Extracted material:
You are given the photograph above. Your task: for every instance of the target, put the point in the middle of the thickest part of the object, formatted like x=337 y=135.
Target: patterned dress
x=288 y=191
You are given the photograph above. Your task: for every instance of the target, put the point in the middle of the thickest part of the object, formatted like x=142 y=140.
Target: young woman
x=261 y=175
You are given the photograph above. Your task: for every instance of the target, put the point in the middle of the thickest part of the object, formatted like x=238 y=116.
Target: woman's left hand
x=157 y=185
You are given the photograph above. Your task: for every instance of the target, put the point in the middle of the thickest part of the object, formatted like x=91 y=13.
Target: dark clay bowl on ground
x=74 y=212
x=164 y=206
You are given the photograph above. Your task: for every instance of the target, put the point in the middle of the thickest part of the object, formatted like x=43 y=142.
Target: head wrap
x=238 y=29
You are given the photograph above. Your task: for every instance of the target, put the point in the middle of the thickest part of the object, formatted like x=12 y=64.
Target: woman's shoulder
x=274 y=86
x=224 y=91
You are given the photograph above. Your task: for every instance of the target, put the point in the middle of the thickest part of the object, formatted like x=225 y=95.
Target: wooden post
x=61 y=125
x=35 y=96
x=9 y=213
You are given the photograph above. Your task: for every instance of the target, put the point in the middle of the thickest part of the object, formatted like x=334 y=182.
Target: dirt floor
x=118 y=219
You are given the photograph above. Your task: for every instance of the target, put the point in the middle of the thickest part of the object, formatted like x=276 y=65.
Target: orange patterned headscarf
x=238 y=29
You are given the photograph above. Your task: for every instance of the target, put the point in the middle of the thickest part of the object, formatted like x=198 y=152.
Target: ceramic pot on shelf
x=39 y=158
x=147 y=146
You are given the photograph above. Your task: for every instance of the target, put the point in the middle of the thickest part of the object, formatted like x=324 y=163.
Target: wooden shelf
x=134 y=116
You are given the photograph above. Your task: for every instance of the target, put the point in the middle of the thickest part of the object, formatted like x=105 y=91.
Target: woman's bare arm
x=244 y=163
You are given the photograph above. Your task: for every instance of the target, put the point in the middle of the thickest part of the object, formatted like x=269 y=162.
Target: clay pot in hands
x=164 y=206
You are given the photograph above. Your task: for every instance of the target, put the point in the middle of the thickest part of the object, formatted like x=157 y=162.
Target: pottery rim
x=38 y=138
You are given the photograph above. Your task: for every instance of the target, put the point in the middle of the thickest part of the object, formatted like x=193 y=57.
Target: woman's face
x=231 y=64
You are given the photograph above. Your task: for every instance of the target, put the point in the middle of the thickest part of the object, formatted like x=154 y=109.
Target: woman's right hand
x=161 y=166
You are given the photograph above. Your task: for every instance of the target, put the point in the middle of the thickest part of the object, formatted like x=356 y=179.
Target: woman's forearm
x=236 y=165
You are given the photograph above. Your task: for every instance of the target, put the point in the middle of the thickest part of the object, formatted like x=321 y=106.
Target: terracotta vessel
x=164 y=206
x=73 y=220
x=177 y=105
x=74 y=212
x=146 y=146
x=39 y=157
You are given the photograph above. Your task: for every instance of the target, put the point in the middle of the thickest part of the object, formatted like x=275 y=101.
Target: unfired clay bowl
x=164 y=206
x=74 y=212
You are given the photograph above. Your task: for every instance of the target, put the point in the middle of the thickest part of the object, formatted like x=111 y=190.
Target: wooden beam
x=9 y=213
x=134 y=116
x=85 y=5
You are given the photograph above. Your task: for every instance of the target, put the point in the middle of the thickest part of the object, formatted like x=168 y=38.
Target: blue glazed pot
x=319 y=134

Instructions to follow:
Recast every line of the entries above as a Markdown table with two columns, Row for a running number and Text for the line itself. Leave out any blank lines.

Exercise response:
| Row | Text |
|---|---|
| 1 | You are given the photograph above. Your task: for every instance of the target, put the point in the middle of the thickest part of the object, formatted like x=337 y=135. |
| 2 | Target: patterned dress |
| 3 | x=288 y=191 |
| 4 | You are given the photograph above. Your task: for every instance of the target, put the point in the middle of the thickest part of the object, formatted like x=142 y=140. |
| 5 | Target: young woman |
| 6 | x=261 y=175 |
| 7 | You are given the photograph above. Your task: for every instance of the target, put the point in the middle of the thickest part of the object, formatted like x=238 y=116. |
| 8 | Target: woman's left hand |
| 9 | x=157 y=185 |
| 10 | You are given the photograph above. Your task: for every instance of the target, put the point in the middle of the thickest part of the object, formatted like x=91 y=13. |
| 11 | Target: dark clay bowl on ground |
| 12 | x=74 y=212 |
| 13 | x=164 y=206 |
| 14 | You are given the photograph above. Your task: for every instance of the target, put the point in the middle of the thickest part of the object, formatted like x=43 y=142. |
| 15 | Target: head wrap |
| 16 | x=238 y=29 |
| 17 | You are given the photograph above. Your task: for every instance of the target, put the point in the middle of the thickest part of the object, formatted like x=12 y=64. |
| 18 | Target: woman's shoulder |
| 19 | x=274 y=86 |
| 20 | x=224 y=91 |
| 21 | You are given the photograph above. Your task: for every instance of the target, put the point in the middle of the thickest part of the object, formatted like x=225 y=95. |
| 22 | Target: wooden post |
| 23 | x=61 y=125 |
| 24 | x=35 y=96 |
| 25 | x=9 y=213 |
| 26 | You are given the photograph above. Your task: for every instance of the target, put the point in the middle of the thickest part of the object, formatted like x=334 y=182. |
| 27 | Target: dirt floor |
| 28 | x=118 y=219 |
| 29 | You are given the photograph above. Your task: for every instance of the target, put the point in the middle of the thickest part of the object, formatted like x=276 y=65. |
| 30 | Target: orange patterned headscarf |
| 31 | x=238 y=29 |
| 32 | You are given the photograph above. Your task: for every instance of the target, put the point in the middle of the thickest part of the object, formatted like x=198 y=152. |
| 33 | Target: ceramic pot on shelf |
| 34 | x=39 y=158 |
| 35 | x=147 y=146 |
| 36 | You are given the photograph above. Your task: for every instance of the target, put the point in the middle of the thickest part of the object, formatted like x=324 y=163. |
| 37 | Target: wooden shelf |
| 38 | x=134 y=116 |
| 39 | You are given the photograph above. Your task: for every instance of the target, put the point in the middle of the thickest part of the object, formatted like x=105 y=91. |
| 40 | Target: woman's bare arm |
| 41 | x=244 y=163 |
| 42 | You are given the photograph above. Your task: for every instance of the target, put the point in the middle of the thickest part of the object, formatted like x=269 y=162. |
| 43 | Target: clay pot in hands |
| 44 | x=164 y=206 |
| 45 | You are given the photograph above. Your task: for every instance of the target, put the point in the middle of the thickest part of the object, formatted like x=157 y=162. |
| 46 | Target: pottery rim |
| 47 | x=38 y=138 |
| 48 | You are given the photograph above. Your task: for every instance of the target, put the point in the middle of the thickest part of the object, formatted like x=193 y=57. |
| 49 | Target: woman's face |
| 50 | x=231 y=64 |
| 51 | You are given the photograph above. Your task: for every instance of the target, put the point in the middle of the thickest part of the object, formatted like x=154 y=109. |
| 52 | Target: woman's right hand |
| 53 | x=161 y=166 |
| 54 | You are given the photograph above. Your task: for every instance of the target, put the point in the middle of the thickest part of the object, formatted like x=356 y=179. |
| 55 | Target: woman's forearm |
| 56 | x=236 y=165 |
| 57 | You are given the photograph above. Your task: for every instance of the target, put the point in the middle of the thickest part of the object, formatted like x=321 y=106. |
| 58 | Target: terracotta vessel |
| 59 | x=164 y=206 |
| 60 | x=73 y=220 |
| 61 | x=177 y=105 |
| 62 | x=74 y=212 |
| 63 | x=146 y=146 |
| 64 | x=39 y=157 |
| 65 | You are given the photograph above. Your task: for every instance of the target, put the point in the middle of the thickest part of the object, formatted like x=275 y=101. |
| 66 | Target: unfired clay bowl |
| 67 | x=164 y=206 |
| 68 | x=74 y=212 |
| 69 | You are given the photograph above. Your task: for every instance of the target, put the point in the middle of the thickest part of the object, formatted like x=111 y=190. |
| 70 | Target: wooden beam |
| 71 | x=9 y=213 |
| 72 | x=134 y=116 |
| 73 | x=85 y=5 |
| 74 | You are given the photograph above. Your task: for every instance of the target, put the point in the middle of the thickest part of the object, formatted like x=168 y=38. |
| 75 | Target: blue glazed pot |
| 76 | x=319 y=134 |